TASK INPUTS:
*** Begin section ***

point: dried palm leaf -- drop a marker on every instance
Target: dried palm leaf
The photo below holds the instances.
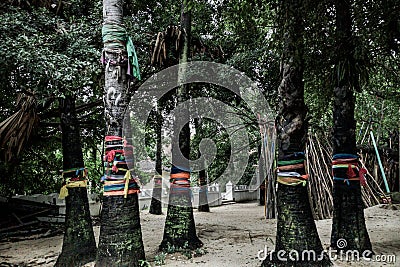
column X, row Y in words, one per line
column 16, row 130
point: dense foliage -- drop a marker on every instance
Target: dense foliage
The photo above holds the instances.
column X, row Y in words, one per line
column 52, row 48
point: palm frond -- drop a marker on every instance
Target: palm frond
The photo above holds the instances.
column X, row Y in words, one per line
column 16, row 130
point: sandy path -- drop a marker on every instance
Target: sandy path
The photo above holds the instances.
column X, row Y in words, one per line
column 232, row 236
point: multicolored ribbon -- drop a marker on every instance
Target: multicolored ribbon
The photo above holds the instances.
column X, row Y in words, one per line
column 118, row 180
column 157, row 181
column 345, row 168
column 287, row 169
column 180, row 180
column 75, row 177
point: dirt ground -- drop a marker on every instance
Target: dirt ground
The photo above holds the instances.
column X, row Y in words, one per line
column 232, row 236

*** End section ***

EXERCISE INSTRUCTIONS: Skipping all pictures, set the listing down exactly as written.

WRITTEN REPLY:
point: dried palm leaf -- drop a marker on every instance
Target: dried palm leaf
The photo below holds the instances.
column X, row Y in words, one per line
column 16, row 130
point: dense foliage -- drop a marker on every instance
Target: dense foliage
The photo above holds the instances.
column X, row Y in words, one per line
column 52, row 48
point: palm frond -- drop a marker on every instance
Target: palm frond
The photo above holds the instances.
column X, row Y in words, one per line
column 16, row 130
point: sandy path -- drop a marker on every instance
Target: sandy path
The photo above holds the instances.
column X, row Y in words, one per line
column 232, row 236
point: multicolored ribbon -- drop a marker on every instance
Target: multicolored ribbon
The photo above holds the instances.
column X, row Y in words, one per line
column 118, row 180
column 157, row 181
column 345, row 168
column 287, row 169
column 180, row 180
column 75, row 177
point: dirt ground -- drop a marker on every instance
Target: dirt ground
The photo above holds the instances.
column X, row Y in words, one per line
column 232, row 236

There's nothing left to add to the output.